■ THE EXERCISE: Write out the records below once more, exactly as they stand.
Start PROVIDED DATA
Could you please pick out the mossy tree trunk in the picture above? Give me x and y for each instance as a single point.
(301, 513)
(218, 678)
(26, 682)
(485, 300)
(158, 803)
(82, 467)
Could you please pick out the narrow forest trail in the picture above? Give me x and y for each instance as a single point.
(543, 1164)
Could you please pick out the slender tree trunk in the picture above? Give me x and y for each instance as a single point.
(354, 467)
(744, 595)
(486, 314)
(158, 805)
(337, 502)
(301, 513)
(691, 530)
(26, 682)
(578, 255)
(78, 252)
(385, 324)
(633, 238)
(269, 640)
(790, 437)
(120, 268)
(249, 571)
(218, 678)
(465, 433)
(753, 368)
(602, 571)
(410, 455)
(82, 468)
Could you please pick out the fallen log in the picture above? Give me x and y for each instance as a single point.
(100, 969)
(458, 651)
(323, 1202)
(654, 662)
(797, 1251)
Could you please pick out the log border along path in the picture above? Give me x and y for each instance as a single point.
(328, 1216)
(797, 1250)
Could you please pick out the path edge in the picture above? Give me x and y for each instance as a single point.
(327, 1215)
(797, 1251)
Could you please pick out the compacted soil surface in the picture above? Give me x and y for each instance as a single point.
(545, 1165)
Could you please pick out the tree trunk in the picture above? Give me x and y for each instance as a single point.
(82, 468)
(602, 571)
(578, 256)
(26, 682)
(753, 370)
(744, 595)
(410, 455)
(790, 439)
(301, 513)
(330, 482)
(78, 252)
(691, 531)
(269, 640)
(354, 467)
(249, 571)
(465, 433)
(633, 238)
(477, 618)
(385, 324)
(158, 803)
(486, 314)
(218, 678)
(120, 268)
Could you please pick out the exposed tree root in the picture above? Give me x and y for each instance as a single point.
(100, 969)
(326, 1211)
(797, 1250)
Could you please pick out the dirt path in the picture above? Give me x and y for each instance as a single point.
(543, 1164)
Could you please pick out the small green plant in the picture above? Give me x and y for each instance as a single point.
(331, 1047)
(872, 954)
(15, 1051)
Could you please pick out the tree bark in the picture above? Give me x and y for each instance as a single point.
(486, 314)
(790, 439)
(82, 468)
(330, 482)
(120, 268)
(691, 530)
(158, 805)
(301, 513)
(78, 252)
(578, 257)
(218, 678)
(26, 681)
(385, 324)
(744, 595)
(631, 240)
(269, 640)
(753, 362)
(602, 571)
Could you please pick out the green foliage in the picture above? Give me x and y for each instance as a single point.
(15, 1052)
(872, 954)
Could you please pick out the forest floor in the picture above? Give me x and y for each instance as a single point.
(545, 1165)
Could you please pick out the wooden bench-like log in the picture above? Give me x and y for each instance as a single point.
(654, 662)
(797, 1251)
End PROVIDED DATA
■ REPLY:
Could you please pick out the mossy tree trunk in the picture above? Give me x and y for each instance as a single point.
(301, 513)
(218, 678)
(26, 682)
(485, 300)
(158, 803)
(82, 467)
Could you please pick out the narrow forest trail in the picture above? Give me x and y for each instance as a single point.
(543, 1164)
Could you please pick out the slender tree trunk in the picture above? Give me x and y for each instance as a single point.
(354, 467)
(744, 595)
(486, 314)
(158, 805)
(337, 502)
(301, 513)
(691, 530)
(26, 682)
(578, 255)
(78, 252)
(385, 324)
(633, 238)
(269, 640)
(790, 437)
(120, 268)
(249, 571)
(218, 678)
(465, 433)
(753, 368)
(602, 571)
(410, 455)
(82, 468)
Could you please pick out the fallen log in the picture above? Give me x and y for each instance as a single point.
(100, 969)
(458, 651)
(323, 1202)
(654, 662)
(797, 1251)
Could you please pick out the log border along path in the picture above? Give me x and y for each instance as a single point.
(328, 1216)
(797, 1250)
Could you please pick out the path edge in the picture above? Give me x and y for each instance as a single point.
(327, 1215)
(797, 1251)
Could you please pick out the compacted soil surface in the picture above? Give me x and y for each instance as a single point.
(545, 1165)
Could you please pick out the tree trunk in the picture above? Give me x and y for each instance as a single point.
(82, 468)
(602, 571)
(578, 256)
(26, 682)
(753, 370)
(744, 595)
(410, 455)
(790, 439)
(301, 513)
(330, 482)
(78, 252)
(691, 531)
(269, 640)
(354, 467)
(249, 571)
(465, 433)
(633, 238)
(477, 618)
(385, 324)
(158, 803)
(486, 314)
(218, 678)
(120, 268)
Could you please pick out the exposed tree root in the picture above? Give me x and y for each instance as a single point.
(100, 969)
(326, 1211)
(797, 1250)
Could you please pick out the dirt path in the picture above? Give me x and y for each instance as a single point.
(543, 1164)
Could you please pick out the small green plant in the picture above? Give me x and y for each instance as a single point.
(331, 1047)
(872, 954)
(15, 1051)
Could you please pick out the tree bark in the picture above? Give me x and y for each instance as a single point.
(486, 314)
(790, 439)
(82, 468)
(330, 482)
(120, 268)
(691, 530)
(158, 805)
(301, 513)
(78, 252)
(578, 257)
(218, 678)
(26, 681)
(385, 324)
(744, 595)
(631, 240)
(269, 640)
(753, 362)
(602, 571)
Could you please pick out the green foliage in the picture above? Give me x and y for each instance as a single point.
(15, 1052)
(872, 954)
Could you please pick out the forest floor in the picture above? Give me x and y for each instance as a single point.
(545, 1165)
Could you please pick out the wooden bench-like log in the picture above? Give me x and y for each instance as a single point.
(654, 662)
(797, 1251)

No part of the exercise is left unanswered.